= Task to carry out =
Collect every line in the data below that contains the string "pixels" and copy each of those lines in full.

= Given data =
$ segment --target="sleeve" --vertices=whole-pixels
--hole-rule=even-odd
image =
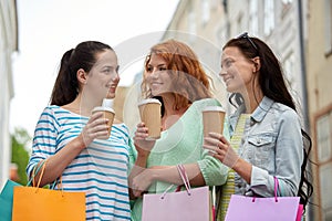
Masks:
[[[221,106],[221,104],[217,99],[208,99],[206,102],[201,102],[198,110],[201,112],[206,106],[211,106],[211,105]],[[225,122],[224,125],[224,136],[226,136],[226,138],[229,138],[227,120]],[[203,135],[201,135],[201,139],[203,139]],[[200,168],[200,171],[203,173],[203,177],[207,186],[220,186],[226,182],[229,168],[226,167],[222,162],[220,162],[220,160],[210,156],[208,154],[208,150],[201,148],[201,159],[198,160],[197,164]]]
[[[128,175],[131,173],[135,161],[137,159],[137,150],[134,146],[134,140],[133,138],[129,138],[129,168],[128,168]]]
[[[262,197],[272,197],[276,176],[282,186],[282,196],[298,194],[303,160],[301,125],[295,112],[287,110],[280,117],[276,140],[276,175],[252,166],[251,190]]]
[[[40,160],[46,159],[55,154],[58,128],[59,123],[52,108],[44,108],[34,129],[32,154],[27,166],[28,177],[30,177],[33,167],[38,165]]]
--
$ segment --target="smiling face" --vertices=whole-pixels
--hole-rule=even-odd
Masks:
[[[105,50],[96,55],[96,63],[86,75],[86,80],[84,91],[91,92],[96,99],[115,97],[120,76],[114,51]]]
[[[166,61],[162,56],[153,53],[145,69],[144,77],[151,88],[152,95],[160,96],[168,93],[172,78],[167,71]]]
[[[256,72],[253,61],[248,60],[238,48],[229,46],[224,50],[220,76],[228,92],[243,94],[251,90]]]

= Complete response =
$ segment --target="sleeve" --vertices=whole-pixels
$ segment --target="smiling face" --vertices=whole-pixels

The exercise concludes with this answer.